→ **OPDRACHTVEREISTEN**:
a. Voor welke bundel werd Piet Brak volgens de leestekst over zijn poëzie in 1988 de ABB-Yang Poëzieprijs toegekend?
b. Ga verder met de leestekst over de poëzie van Piet Brak, aansluitend op de laatste zin ervan.

→ **LEESTEKST**:
****************
Veel kritische appreciatie en literaire onderscheidingen zijn dichter
en beeldend kunstenaar Piet Brak (pseudoniem van Piet Bracke; 1943-2016) niet ten
deel gevallen. Toch werd hem af en toe wat lof toegezwaaid. Dat gebeurde bijvoorbeeld
in 1988 toen hem de ABB-Yang Poëzieprijs werd toegekend voor de bundel Rorschach
(1988) en, nogmaals, toen de bloemlezing De omtrek van een gedicht. Een
verzameling 1962-2012 in 2013 verscheen bij uitgeverij De Contrabas. In een
korte inleidende tekst wees Julien Vangansbeke, oud-redacteur van het
tijdschrift Yang, erop dat Braks ‘lichtvoetige zegging dikwijls een
ietwat troebele, melancholische ondertoon heeft’. Voorts noemde hij de uitvoerige,
uit reeksen opgetrokken bundel Stuifzandrug (1996) ‘misschien wel het
hoogtepunt van Piet Braks oeuvre’. In het literaire e-zine De schaal van Digther merkte Daan Anthuenis op dat in deze
‘authentieke poëzie […] het bewegende leven even stil staat binnen de omtrek
van een gedicht’. Pregnanter kan zijn voortreffelijke poëzie moeilijk worden
getypeerd.
****************
→ **AANGELEVERD MATERIAAL**:
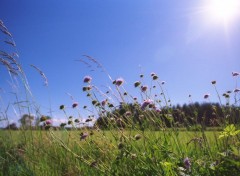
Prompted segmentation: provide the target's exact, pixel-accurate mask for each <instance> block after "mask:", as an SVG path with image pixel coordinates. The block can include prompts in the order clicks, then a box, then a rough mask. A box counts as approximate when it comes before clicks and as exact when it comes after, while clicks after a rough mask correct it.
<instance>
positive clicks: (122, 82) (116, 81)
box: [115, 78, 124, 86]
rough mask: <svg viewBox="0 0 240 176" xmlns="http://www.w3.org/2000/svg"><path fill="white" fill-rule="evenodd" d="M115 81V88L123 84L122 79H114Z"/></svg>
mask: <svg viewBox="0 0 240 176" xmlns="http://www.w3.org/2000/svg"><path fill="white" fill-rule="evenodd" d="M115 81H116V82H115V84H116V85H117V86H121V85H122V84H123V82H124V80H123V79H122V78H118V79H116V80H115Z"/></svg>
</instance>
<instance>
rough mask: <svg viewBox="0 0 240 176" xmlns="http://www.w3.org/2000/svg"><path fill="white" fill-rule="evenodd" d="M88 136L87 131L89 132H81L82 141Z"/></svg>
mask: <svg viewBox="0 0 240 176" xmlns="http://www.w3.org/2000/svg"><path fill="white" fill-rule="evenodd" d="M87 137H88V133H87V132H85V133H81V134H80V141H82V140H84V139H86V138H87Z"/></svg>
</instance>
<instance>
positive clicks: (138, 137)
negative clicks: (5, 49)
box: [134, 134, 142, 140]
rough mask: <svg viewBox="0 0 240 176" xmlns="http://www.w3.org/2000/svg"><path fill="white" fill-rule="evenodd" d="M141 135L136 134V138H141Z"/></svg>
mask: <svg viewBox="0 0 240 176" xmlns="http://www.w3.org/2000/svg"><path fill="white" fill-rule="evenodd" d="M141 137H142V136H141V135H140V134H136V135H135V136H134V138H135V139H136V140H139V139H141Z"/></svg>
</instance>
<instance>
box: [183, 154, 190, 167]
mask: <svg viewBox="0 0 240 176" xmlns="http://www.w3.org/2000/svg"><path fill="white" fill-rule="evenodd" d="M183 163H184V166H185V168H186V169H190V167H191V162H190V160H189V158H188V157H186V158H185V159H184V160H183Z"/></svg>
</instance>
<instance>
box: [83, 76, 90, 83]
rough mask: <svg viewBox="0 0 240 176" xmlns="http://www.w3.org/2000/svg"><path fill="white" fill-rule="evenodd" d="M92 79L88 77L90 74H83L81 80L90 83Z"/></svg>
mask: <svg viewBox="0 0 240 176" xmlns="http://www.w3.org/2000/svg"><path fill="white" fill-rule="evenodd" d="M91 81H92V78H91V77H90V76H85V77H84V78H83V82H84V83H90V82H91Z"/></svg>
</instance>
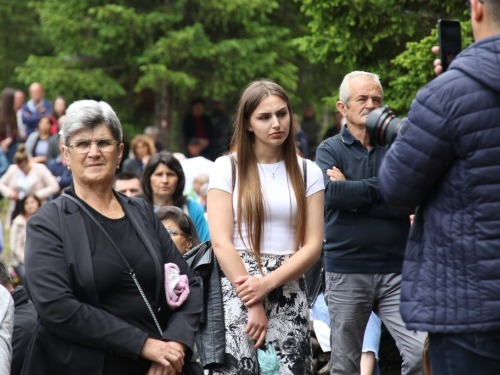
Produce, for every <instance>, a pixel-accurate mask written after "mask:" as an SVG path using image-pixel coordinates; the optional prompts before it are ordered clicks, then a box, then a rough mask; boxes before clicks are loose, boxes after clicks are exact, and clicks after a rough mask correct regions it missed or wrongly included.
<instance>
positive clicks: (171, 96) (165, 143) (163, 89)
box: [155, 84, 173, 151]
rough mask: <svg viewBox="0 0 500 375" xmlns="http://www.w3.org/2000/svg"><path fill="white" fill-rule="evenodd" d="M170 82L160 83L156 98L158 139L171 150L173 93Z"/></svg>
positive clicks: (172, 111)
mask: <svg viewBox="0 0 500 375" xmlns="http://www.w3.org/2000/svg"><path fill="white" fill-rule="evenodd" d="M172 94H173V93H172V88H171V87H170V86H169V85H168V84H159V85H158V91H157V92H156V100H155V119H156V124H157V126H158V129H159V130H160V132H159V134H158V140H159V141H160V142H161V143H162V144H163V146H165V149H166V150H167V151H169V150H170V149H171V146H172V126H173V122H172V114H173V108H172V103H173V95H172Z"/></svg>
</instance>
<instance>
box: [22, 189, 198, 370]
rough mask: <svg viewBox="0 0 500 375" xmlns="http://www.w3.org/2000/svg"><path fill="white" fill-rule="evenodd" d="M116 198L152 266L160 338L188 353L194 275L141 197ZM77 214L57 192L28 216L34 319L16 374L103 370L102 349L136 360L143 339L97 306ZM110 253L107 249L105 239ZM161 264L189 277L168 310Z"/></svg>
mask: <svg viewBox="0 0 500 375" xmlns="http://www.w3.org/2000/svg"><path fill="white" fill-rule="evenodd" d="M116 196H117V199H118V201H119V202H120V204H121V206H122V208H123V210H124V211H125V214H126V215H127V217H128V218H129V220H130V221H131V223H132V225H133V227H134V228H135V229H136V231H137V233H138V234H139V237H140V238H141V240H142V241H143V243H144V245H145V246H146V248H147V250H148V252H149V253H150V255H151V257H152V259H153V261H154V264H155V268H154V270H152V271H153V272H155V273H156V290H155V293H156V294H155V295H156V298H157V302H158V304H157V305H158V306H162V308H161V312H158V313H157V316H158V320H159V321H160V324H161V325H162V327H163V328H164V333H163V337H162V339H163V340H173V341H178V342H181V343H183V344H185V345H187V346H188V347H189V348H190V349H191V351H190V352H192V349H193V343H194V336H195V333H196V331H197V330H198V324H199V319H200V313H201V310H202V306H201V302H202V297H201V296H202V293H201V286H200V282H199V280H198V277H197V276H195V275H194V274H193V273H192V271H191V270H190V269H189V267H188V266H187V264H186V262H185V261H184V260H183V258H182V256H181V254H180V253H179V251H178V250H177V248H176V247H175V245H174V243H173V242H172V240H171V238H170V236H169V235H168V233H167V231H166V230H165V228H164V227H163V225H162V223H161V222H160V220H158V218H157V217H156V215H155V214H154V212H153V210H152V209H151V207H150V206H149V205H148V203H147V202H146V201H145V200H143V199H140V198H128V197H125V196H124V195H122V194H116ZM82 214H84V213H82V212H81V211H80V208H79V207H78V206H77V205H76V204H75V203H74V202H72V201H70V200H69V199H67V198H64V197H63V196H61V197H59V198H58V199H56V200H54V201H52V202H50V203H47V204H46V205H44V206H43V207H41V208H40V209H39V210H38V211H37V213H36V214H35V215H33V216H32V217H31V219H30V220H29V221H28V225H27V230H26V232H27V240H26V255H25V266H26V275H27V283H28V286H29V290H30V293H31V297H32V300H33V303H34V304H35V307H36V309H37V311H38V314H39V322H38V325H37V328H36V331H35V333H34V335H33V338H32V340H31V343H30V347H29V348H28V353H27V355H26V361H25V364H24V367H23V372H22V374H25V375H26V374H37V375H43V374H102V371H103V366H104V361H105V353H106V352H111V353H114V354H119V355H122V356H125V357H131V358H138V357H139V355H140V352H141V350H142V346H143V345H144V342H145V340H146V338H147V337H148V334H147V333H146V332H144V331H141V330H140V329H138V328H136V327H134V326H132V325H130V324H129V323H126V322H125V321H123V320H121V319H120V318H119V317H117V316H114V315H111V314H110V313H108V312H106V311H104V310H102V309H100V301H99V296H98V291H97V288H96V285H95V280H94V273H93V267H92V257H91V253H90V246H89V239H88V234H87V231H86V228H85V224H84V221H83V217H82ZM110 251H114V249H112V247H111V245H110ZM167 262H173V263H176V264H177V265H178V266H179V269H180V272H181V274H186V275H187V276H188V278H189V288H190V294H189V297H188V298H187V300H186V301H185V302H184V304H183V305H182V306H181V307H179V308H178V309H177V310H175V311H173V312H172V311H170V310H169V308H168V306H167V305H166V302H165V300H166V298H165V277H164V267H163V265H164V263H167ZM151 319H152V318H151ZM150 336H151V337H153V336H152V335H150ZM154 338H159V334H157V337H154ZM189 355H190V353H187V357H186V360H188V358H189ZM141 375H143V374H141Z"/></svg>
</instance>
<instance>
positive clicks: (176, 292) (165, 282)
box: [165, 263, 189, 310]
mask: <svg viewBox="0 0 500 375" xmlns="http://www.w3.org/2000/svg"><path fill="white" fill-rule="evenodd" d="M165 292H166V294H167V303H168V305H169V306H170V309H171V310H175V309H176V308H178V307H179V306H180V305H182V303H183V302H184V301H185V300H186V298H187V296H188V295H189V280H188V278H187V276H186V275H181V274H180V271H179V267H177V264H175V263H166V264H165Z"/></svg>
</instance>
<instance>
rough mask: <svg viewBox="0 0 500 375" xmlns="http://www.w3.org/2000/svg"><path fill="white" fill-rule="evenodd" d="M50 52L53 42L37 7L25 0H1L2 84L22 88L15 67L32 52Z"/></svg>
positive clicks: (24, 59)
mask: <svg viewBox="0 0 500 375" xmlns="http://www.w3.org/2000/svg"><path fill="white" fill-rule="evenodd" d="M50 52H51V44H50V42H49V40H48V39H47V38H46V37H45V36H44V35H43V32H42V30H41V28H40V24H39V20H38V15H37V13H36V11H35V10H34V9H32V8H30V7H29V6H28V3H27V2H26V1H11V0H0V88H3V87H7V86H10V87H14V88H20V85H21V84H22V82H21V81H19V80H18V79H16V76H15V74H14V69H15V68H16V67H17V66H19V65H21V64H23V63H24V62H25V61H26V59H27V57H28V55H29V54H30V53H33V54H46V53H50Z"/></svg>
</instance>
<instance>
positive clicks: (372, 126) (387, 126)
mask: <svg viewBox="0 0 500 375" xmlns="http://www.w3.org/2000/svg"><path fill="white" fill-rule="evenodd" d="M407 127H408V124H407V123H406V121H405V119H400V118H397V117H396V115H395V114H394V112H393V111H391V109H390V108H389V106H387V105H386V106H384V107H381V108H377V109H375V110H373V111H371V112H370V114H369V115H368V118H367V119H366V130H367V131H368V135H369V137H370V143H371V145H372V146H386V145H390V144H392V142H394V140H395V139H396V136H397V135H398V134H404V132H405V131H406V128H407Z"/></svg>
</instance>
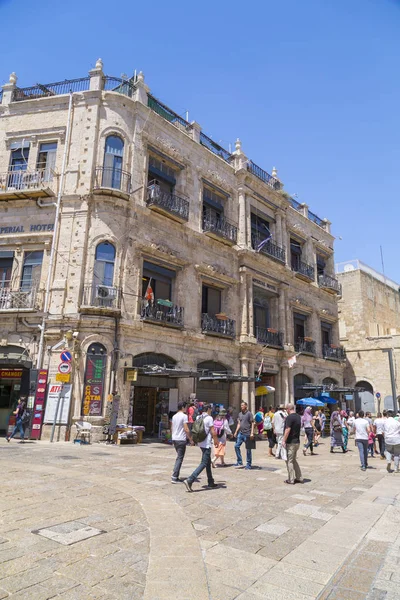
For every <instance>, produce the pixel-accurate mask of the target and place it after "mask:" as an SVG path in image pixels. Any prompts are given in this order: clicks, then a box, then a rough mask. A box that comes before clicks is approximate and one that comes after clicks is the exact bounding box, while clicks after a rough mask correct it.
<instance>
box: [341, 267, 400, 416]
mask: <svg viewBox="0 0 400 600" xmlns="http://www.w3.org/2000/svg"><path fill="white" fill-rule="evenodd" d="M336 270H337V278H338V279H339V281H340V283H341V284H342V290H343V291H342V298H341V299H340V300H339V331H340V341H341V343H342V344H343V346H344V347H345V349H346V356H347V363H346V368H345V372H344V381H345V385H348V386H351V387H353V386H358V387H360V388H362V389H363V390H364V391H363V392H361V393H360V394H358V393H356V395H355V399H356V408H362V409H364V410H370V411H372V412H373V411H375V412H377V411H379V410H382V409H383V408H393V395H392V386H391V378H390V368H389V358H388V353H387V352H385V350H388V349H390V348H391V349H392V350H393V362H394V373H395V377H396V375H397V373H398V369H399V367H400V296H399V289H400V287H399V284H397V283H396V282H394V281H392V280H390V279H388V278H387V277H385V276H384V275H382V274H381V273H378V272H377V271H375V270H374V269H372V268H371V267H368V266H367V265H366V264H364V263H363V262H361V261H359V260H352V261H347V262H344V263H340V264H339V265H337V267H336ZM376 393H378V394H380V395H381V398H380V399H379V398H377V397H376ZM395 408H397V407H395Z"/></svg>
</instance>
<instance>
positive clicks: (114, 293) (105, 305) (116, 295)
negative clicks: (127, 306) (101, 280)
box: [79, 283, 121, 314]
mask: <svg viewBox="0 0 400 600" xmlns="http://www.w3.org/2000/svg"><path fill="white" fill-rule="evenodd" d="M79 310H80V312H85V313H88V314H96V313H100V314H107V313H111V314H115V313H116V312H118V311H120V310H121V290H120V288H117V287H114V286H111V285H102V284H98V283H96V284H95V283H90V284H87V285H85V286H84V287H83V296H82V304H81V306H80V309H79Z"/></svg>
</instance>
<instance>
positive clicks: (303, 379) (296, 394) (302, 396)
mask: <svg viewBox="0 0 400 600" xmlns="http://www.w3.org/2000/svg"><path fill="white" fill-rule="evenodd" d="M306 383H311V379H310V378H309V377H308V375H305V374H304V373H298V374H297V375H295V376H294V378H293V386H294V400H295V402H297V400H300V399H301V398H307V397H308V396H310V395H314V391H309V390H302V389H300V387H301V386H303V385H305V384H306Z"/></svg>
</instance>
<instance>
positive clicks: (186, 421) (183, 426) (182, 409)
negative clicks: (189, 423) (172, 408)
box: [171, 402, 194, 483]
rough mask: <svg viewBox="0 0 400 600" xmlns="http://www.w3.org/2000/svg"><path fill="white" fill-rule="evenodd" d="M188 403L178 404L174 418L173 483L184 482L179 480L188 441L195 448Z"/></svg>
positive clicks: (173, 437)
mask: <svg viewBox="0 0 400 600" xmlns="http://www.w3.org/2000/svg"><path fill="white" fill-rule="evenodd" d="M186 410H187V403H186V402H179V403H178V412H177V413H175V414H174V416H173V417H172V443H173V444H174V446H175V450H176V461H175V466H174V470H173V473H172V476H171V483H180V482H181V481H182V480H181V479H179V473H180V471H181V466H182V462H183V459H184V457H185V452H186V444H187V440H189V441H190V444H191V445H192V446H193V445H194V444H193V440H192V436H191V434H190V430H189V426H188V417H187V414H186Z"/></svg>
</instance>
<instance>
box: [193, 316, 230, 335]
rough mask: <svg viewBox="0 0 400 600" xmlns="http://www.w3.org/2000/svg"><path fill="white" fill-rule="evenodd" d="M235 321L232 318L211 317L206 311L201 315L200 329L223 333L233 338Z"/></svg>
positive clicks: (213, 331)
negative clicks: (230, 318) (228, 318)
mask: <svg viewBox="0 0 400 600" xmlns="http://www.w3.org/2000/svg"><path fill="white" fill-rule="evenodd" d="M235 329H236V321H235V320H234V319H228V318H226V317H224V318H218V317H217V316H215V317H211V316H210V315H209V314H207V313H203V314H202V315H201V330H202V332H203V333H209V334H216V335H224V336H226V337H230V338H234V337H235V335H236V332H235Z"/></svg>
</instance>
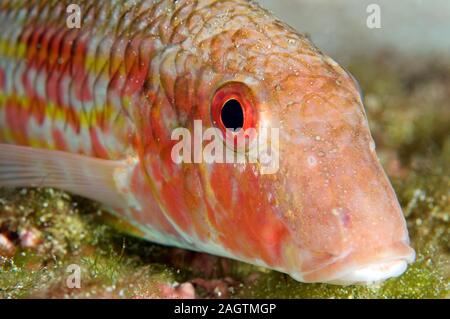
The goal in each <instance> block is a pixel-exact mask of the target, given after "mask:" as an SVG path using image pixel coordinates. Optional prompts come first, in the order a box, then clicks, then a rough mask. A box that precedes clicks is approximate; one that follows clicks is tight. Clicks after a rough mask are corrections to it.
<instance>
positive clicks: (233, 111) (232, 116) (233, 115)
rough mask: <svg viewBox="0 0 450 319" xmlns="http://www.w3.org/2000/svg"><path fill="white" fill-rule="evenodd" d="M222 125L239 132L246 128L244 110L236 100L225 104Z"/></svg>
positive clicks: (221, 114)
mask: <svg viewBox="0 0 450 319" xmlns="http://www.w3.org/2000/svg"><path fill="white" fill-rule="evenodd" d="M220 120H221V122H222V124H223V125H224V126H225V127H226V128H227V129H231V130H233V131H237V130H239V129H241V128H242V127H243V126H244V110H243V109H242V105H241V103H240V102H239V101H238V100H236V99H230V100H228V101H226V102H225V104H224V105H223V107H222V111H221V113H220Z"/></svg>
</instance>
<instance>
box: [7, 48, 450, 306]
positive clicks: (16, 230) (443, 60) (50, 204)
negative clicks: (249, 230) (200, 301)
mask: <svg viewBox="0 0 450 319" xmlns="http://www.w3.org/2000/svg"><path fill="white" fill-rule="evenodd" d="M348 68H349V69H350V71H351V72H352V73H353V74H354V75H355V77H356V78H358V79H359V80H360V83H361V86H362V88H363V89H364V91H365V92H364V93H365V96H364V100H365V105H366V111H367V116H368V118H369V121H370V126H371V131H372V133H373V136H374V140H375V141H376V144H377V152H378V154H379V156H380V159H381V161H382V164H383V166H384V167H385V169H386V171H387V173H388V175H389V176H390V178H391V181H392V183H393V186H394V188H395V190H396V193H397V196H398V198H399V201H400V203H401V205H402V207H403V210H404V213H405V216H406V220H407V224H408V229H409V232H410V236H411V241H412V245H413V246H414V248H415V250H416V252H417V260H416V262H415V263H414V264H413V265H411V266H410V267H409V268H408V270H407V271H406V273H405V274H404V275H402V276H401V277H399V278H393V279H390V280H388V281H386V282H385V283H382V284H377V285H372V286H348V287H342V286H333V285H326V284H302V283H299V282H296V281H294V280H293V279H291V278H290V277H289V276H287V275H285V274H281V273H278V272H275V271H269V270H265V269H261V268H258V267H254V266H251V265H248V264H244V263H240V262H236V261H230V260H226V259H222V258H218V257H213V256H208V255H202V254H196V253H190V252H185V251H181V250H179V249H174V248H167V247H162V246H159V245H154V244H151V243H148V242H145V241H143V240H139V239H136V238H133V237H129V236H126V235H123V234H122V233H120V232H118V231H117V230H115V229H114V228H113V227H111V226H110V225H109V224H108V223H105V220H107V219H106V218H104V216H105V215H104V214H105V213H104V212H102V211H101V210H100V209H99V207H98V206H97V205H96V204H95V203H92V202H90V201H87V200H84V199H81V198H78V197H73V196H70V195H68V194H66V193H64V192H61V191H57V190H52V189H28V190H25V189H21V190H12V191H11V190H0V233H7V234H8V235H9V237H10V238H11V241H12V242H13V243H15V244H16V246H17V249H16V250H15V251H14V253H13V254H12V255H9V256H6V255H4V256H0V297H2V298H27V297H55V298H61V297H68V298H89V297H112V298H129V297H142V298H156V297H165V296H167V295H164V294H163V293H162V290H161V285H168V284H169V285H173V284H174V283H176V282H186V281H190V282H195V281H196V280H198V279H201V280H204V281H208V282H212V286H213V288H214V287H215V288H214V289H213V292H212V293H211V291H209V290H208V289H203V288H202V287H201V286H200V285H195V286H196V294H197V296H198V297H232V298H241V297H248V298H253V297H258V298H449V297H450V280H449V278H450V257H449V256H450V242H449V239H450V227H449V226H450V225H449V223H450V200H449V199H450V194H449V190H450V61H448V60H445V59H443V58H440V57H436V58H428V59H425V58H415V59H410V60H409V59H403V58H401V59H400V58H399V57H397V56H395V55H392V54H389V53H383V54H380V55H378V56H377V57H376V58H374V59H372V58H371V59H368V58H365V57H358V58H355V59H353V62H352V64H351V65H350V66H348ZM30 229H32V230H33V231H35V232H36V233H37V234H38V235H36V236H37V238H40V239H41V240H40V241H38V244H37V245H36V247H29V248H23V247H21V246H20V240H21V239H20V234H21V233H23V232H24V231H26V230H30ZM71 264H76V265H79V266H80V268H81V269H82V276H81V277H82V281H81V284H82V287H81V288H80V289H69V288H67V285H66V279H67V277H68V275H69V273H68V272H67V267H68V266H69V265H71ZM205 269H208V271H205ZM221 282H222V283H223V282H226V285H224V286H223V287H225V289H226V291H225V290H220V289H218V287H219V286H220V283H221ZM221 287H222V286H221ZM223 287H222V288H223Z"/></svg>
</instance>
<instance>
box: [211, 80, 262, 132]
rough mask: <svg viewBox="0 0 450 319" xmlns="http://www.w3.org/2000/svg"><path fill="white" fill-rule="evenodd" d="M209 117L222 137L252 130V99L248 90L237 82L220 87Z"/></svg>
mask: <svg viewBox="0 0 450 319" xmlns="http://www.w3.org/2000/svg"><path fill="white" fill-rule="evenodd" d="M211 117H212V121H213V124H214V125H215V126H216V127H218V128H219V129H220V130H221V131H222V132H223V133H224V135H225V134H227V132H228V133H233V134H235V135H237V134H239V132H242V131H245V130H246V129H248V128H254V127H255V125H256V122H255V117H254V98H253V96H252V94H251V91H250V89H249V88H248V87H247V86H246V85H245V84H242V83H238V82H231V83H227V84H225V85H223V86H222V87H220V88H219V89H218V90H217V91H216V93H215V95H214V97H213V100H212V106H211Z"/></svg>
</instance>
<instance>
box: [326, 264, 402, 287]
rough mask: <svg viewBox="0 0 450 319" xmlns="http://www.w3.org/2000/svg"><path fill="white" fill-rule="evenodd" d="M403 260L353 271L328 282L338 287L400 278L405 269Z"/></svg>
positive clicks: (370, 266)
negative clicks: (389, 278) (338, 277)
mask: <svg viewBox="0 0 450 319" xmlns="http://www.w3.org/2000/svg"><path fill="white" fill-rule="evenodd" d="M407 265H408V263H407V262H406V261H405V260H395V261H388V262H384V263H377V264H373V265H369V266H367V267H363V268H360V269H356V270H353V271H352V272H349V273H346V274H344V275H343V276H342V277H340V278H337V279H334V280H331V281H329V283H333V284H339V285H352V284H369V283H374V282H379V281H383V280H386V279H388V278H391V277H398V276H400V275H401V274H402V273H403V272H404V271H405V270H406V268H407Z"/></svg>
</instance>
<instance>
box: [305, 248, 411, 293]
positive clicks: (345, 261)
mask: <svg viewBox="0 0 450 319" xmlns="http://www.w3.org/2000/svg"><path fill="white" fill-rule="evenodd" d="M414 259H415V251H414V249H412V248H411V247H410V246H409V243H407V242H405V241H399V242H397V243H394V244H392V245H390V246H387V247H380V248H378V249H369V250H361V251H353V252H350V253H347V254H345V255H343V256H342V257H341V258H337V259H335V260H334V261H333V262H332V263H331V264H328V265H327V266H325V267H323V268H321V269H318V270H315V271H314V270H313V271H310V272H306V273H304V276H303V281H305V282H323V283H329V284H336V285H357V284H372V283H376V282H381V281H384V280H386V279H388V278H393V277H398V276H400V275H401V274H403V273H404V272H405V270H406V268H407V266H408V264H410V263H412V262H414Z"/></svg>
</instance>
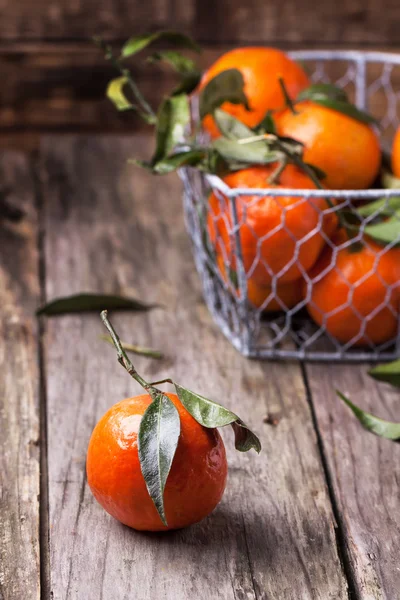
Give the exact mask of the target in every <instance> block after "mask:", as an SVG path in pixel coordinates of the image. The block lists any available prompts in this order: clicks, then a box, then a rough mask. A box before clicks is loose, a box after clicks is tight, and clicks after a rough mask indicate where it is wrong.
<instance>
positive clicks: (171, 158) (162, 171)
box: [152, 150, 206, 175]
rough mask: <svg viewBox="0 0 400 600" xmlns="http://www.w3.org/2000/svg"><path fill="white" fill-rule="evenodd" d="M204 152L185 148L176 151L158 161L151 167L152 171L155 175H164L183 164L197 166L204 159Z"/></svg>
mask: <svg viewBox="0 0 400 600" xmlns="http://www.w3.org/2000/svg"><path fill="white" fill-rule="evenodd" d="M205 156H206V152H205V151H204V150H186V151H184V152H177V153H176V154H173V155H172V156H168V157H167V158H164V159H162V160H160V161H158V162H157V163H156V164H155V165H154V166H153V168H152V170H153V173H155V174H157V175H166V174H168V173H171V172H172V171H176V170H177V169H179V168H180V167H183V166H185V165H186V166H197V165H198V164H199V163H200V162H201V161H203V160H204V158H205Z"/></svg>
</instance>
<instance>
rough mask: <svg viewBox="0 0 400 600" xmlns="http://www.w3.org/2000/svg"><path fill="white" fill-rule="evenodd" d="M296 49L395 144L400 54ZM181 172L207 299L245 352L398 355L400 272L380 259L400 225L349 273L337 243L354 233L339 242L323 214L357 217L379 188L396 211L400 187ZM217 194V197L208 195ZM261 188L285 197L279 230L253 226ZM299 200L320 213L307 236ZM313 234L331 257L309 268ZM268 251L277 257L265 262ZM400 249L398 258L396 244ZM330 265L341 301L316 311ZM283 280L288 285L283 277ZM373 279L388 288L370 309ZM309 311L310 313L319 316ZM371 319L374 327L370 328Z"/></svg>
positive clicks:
****************
→ **ANTWOORDEN PER OPDRACHT**:
a. Voor de bundel Rorschach (1988).

b.
Hoewel
Brak met de publicatie van Finissage (2012) zijn oeuvre als afgerond
beschouwde, gaf hij kort voor zijn dood een ‘precieuze kleine bundel’ uit onder
de titel Een klein gesprek met de heer Waldenström in een open vlakte
(2016). Daarvan verscheen onlangs een prachtige, door veertien verschillende
kunstenaars geïllustreerde herdruk in oblongformaat, op initiatief van
Fotogroep Cycloop, Bea Venken en Norbert De Beule. De vormgeving was in handen van
Marie De Maesschalck. Van deze luxe privé-editie zijn niet meer dan 200
genummerde exemplaren gedrukt.
Het openingsgedicht ‘Flatscreen in Berchem’ evoceert de
gedachtewereld van een oudere man die in de ’opengesperde muil van de /
deuropening’ zijn bezoek opwacht. Wellicht gaat het om de deur van een
woonzorg- of revalidatiecentrum. De fysieke en mentale onmacht van de man
spreekt uit elk woord: ‘een weifelend stofje,’ ‘een ingeslapen vaatdoek’, ‘een
zopas vergeten bezoek’, ‘verwarde woorden op zoek / naar betekenis’. Om er maar
een paar te noemen. Maar de dichter, die zich wellicht met deze man
identificeert, is zijn metier niet vergeten en vooral niet de woorden waarmee
hij het bedrijft. Daarom heeft hij het in de eerste verzen over ‘een scherpe
kanteling / van licht op zijn geribde broek’. Zowel ‘scherp’ als ‘licht’ en een
of andere lijn (‘geribd’) behoren tot het gekoesterde register van Piet Brak.
De scherpte waarmee de dingen door het licht worden afgezoomd, omgeven of
omcirkeld vormt een hoofdmotief, zo niet het hoofdmotief van zijn dichterlijke werk.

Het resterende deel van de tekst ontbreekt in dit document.